Could you write out, word for word, each line from the one containing "the building wall." to the last line of the data below, both included and nothing more?

*** Opening Supplied material ***

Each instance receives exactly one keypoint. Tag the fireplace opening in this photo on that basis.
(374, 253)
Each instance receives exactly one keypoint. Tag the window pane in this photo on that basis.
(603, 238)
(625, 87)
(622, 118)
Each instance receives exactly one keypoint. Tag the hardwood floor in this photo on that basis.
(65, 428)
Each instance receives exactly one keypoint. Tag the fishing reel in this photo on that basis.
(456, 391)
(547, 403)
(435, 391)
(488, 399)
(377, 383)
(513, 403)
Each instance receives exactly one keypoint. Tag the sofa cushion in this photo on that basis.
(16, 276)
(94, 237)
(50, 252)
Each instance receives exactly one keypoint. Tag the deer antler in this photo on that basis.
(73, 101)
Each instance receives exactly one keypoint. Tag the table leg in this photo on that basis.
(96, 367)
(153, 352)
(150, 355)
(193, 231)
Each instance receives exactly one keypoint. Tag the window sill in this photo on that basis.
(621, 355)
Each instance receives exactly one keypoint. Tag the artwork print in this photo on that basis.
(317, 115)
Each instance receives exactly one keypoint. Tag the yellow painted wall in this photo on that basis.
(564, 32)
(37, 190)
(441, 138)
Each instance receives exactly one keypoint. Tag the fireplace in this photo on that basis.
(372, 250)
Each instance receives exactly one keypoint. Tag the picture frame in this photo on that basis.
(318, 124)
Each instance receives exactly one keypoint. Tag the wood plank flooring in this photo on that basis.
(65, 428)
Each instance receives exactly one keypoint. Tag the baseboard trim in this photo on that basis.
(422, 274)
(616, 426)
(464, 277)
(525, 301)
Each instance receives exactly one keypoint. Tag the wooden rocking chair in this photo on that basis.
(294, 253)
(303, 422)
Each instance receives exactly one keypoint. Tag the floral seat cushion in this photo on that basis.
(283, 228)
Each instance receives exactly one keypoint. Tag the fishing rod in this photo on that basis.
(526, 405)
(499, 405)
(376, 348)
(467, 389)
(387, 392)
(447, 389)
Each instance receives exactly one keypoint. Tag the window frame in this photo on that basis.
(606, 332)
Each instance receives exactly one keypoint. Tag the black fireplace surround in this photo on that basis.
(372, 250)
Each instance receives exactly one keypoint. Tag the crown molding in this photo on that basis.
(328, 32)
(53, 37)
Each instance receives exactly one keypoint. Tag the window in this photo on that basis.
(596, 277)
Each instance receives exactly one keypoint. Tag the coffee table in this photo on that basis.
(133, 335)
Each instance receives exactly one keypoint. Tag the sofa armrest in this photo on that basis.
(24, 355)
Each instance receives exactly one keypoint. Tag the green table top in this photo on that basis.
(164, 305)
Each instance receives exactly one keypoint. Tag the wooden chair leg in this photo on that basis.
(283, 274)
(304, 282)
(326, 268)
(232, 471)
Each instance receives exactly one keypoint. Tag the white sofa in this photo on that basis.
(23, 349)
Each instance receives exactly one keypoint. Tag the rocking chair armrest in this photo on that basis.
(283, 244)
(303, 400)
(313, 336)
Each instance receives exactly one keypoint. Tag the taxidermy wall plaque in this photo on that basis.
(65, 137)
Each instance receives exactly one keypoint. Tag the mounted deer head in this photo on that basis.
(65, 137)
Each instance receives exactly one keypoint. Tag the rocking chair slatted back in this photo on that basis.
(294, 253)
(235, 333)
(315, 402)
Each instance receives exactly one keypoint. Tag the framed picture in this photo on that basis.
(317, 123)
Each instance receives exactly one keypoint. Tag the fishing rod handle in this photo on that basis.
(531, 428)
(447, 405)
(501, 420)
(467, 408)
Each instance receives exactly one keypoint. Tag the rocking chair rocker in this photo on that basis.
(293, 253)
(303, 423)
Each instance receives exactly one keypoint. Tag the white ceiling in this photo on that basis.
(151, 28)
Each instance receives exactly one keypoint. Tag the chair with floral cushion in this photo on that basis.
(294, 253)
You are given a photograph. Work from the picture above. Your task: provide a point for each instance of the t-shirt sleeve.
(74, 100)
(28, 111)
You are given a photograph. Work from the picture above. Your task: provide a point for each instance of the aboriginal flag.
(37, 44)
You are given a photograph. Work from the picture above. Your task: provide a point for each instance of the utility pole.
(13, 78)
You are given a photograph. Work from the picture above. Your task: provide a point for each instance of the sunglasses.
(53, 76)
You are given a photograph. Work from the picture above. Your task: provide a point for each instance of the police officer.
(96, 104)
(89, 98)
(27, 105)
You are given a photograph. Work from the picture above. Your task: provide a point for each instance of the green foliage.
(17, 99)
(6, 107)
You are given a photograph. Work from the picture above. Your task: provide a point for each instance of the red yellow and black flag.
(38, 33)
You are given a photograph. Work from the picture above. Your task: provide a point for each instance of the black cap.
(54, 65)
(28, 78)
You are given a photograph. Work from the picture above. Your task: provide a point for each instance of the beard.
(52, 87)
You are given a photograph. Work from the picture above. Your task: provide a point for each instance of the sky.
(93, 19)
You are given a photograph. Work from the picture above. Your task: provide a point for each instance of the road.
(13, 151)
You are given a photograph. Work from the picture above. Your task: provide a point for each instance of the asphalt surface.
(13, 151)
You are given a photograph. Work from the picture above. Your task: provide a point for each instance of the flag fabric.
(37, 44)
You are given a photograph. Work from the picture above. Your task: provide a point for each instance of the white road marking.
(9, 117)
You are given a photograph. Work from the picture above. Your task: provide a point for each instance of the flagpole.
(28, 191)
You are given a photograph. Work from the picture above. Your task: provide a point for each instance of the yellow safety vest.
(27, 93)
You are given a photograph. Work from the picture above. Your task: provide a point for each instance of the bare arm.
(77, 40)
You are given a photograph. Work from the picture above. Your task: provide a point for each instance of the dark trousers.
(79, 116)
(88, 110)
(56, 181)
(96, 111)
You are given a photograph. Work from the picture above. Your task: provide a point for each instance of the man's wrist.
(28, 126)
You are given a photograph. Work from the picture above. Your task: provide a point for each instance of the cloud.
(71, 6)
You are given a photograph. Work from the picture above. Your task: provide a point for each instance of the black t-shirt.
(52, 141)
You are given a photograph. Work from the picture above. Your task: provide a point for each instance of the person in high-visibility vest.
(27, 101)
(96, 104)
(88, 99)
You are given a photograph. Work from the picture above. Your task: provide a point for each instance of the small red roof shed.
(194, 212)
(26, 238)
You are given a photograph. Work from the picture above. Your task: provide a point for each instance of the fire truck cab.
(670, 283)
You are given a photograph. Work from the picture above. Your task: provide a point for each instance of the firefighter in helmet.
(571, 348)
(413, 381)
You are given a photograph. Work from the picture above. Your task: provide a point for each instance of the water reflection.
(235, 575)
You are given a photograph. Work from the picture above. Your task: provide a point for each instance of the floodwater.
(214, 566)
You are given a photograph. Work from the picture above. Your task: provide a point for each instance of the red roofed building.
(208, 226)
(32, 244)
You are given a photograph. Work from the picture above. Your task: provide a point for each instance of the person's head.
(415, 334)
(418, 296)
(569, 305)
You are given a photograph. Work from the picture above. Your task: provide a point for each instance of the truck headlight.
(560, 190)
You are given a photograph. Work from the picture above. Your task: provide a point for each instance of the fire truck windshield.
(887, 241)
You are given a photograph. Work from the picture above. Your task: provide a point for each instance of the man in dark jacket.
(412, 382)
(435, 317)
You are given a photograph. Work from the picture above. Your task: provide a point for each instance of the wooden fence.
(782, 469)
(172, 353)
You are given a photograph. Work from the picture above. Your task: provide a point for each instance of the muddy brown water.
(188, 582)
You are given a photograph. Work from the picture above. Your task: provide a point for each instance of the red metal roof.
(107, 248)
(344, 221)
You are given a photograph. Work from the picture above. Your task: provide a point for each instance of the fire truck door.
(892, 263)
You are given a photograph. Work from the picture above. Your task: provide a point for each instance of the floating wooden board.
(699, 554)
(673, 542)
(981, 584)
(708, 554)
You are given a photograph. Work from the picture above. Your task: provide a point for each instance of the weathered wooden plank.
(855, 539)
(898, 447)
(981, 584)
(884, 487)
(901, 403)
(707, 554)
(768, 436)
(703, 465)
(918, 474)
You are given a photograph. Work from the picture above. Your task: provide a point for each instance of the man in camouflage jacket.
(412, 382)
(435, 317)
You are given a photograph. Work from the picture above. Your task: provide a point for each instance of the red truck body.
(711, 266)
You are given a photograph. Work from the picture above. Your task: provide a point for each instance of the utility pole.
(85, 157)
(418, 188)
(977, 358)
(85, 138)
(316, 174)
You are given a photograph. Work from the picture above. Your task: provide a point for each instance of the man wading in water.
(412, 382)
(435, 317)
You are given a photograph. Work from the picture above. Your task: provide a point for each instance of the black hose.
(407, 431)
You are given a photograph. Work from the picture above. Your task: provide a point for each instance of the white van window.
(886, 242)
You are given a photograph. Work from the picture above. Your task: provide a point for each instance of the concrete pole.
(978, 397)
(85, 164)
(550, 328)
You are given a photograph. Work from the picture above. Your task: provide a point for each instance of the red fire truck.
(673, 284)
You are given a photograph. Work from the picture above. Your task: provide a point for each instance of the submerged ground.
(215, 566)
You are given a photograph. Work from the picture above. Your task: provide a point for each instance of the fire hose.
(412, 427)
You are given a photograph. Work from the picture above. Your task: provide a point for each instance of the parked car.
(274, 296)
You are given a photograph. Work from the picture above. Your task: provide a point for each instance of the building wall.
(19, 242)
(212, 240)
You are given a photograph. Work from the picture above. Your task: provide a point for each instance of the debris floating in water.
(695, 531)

*** Closing Supplied material ***

* Your response
You are given a photograph. Work from the picture above. Your task: provide a point for each instance of the building wall.
(19, 242)
(212, 240)
You are given a photograph. Work from the picture above. Your task: provide a point for each instance of the debris floating in water.
(695, 531)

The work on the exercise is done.